-------- INPUT DATA --------

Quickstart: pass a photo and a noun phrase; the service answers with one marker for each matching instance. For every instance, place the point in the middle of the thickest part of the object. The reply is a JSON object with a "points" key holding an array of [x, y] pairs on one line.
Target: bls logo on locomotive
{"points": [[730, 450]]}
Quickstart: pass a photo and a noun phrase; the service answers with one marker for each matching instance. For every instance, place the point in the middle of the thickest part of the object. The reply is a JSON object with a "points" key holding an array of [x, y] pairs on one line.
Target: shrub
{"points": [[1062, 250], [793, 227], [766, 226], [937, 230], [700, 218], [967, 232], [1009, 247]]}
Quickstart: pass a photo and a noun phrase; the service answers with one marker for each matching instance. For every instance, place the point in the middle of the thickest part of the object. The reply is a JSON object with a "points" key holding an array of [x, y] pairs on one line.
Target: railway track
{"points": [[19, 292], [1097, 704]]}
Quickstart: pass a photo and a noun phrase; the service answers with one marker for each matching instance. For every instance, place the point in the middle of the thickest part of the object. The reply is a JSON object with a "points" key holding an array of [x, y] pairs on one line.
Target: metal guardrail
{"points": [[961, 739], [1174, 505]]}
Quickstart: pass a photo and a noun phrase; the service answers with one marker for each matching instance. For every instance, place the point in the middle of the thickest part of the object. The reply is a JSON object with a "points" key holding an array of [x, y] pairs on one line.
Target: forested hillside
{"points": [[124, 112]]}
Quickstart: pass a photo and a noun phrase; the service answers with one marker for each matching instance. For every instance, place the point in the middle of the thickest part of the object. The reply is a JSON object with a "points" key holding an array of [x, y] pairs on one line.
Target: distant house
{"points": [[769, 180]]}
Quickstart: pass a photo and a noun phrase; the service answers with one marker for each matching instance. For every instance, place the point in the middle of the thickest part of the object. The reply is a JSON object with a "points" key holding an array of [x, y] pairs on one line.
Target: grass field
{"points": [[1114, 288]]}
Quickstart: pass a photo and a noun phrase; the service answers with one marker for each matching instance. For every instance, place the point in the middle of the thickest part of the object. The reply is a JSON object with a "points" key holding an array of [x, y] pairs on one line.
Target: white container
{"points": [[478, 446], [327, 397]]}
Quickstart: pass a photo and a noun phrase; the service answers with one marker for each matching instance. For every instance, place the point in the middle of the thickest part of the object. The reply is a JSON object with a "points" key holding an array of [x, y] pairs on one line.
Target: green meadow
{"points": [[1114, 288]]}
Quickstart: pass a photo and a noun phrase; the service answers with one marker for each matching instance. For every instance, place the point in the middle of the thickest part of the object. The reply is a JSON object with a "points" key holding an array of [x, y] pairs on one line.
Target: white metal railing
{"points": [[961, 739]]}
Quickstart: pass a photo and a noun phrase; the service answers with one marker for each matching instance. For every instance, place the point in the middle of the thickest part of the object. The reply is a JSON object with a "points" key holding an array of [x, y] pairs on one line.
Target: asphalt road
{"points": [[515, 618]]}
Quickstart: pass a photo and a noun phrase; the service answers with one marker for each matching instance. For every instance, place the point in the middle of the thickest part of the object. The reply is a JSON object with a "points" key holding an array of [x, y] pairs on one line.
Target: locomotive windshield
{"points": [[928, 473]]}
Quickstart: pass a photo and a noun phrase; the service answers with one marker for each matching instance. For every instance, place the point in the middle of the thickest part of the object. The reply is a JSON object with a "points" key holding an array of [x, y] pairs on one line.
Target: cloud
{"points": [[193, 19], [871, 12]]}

--------

*WHAT NEEDS TO BE DONE*.
Which lines of the records contain the word "metal"? Show each of them in full, matching case exactly.

*FINISHED TASK*.
Target: metal guardrail
Target: white metal railing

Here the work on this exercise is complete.